YOUR ASSIGNMENT: Every line of the entries below that includes "napkin" belongs in the answer, copied as written.

━━━━━━━━━━

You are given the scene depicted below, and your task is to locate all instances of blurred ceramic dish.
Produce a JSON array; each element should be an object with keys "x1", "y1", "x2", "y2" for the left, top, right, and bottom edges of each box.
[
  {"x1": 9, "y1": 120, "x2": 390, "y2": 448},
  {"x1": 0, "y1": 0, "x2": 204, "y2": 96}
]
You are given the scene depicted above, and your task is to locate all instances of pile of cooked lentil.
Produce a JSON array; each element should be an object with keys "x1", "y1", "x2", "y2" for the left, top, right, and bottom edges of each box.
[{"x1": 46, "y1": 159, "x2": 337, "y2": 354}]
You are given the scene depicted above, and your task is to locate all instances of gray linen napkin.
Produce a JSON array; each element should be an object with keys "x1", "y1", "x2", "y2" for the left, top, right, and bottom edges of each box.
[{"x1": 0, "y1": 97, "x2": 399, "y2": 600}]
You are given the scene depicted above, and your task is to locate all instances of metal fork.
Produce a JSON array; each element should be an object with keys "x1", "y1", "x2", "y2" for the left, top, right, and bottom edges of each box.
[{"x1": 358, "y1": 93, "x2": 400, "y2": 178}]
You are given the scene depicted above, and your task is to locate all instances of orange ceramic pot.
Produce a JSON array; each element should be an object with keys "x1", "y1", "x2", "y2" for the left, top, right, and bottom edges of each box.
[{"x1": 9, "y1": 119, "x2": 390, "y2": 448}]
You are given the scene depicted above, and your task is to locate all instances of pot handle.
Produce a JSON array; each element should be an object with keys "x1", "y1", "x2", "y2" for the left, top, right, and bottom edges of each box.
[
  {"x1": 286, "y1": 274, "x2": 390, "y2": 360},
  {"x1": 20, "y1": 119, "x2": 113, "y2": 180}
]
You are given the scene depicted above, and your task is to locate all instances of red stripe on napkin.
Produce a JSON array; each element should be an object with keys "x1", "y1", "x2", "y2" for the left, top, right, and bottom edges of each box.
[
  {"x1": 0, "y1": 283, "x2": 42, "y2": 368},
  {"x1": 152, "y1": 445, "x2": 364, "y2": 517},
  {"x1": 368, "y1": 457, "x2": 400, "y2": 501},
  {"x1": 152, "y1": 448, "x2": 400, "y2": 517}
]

━━━━━━━━━━

SOLUTION FOR THIS PROBLEM:
You are given the scene depicted above, and your task is to locate all instances of gray linen napkin.
You are given the scene depicted above, and your task is to locate all instances of red stripe on napkin.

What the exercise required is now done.